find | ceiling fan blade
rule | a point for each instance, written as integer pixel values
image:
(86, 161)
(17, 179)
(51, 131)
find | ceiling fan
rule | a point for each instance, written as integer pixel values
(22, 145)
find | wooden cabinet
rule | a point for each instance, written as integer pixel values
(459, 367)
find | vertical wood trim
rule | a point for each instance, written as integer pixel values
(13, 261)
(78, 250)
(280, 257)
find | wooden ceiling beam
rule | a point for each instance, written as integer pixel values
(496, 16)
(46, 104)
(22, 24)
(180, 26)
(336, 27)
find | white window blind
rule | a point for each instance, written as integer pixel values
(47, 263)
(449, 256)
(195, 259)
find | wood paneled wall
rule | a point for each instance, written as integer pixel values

◆ ◆ ◆ ◆ ◆ ◆ ◆

Check each line of the listing above. Copy the ones with the word "wooden".

Task output:
find | wooden cabinet
find | wooden ceiling beam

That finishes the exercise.